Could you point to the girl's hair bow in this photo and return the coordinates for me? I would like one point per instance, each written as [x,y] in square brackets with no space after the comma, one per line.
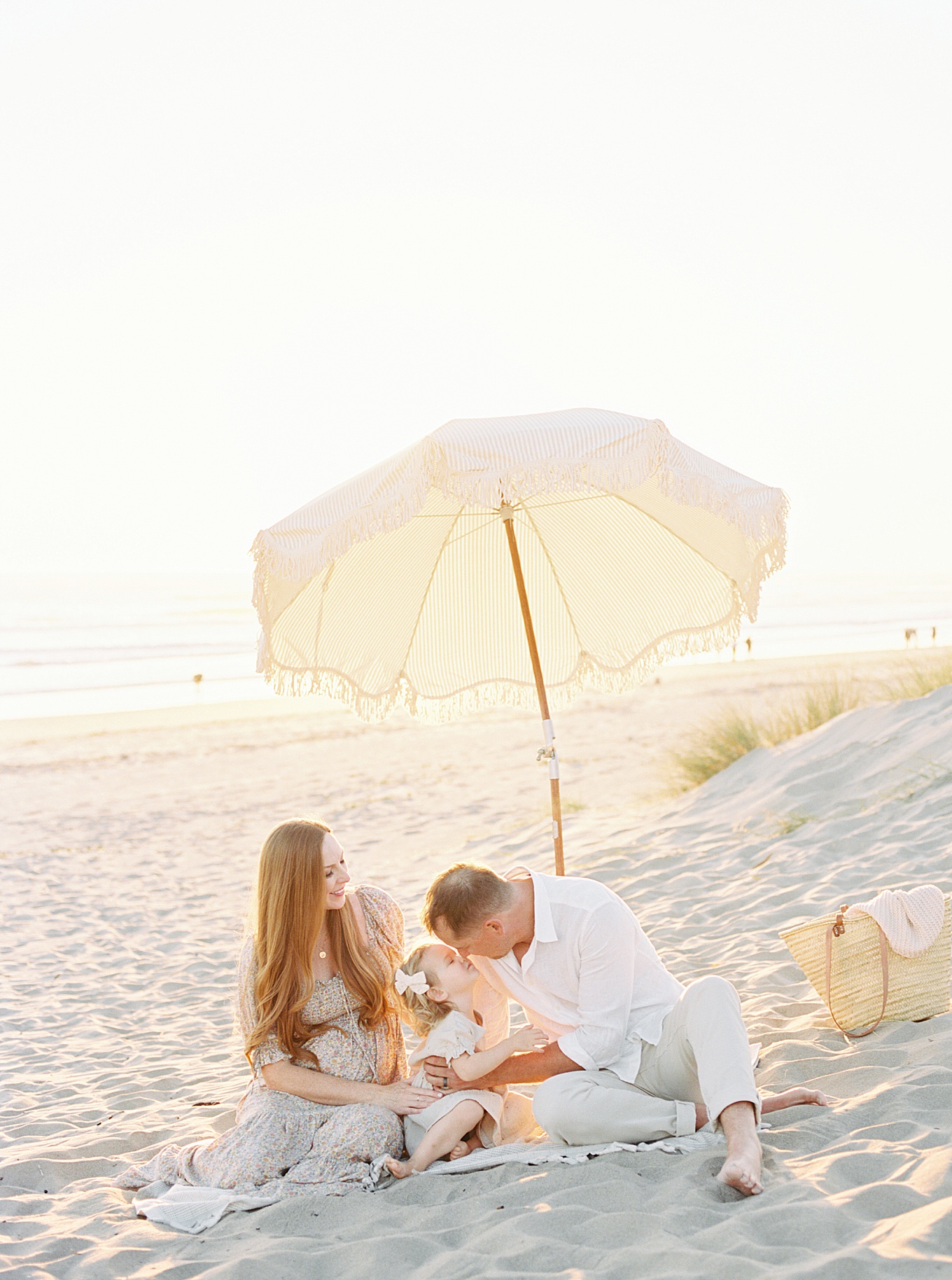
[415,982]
------------------------------------------------------------------------
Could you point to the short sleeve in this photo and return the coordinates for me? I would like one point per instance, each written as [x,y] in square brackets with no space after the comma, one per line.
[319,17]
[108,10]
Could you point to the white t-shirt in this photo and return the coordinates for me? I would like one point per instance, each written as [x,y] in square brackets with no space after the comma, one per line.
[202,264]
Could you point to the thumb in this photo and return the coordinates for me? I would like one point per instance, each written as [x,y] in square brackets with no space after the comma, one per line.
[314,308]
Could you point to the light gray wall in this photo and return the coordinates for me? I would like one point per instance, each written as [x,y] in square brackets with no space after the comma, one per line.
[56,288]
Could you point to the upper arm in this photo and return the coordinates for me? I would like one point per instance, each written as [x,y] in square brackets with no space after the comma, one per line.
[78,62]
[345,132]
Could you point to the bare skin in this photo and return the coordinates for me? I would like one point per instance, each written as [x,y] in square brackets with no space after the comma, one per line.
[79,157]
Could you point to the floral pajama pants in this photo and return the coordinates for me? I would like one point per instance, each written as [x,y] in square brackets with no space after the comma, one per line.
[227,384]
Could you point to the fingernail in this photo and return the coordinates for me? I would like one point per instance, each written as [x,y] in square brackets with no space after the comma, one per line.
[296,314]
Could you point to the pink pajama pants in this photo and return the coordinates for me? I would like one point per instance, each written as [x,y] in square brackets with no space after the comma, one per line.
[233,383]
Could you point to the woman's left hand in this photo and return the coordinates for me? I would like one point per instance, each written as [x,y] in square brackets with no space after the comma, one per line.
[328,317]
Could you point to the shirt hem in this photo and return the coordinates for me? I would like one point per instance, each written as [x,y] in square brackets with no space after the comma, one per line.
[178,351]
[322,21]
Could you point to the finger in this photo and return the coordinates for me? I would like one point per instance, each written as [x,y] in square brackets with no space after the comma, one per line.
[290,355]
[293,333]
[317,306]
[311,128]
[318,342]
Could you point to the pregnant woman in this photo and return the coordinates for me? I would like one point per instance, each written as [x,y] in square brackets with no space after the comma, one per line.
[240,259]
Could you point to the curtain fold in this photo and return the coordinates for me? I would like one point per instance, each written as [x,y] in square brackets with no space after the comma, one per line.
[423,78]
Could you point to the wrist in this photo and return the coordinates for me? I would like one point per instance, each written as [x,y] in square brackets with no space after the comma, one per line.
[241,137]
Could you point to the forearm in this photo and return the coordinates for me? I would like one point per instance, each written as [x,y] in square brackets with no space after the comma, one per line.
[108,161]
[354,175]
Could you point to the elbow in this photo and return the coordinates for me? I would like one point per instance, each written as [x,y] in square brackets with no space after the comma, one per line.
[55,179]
------------------------------------------------------------------------
**GIVEN REQUEST**
Pull out each line in the listing above that contains the string "shirt", and copy those lines in full.

**SOLUTION TO THIS PROBLEM**
Could you point to the white t-shirt in this photo and return the coordinates for me? I would like one point per instance, each written as [x,y] in square brackets with no space after the comma, one per line.
Could you point to the shirt hem in this photo and return the coordinates for me? I would like one point per instance, each written as [x,y] in square brackets with no space after the comma, one per line.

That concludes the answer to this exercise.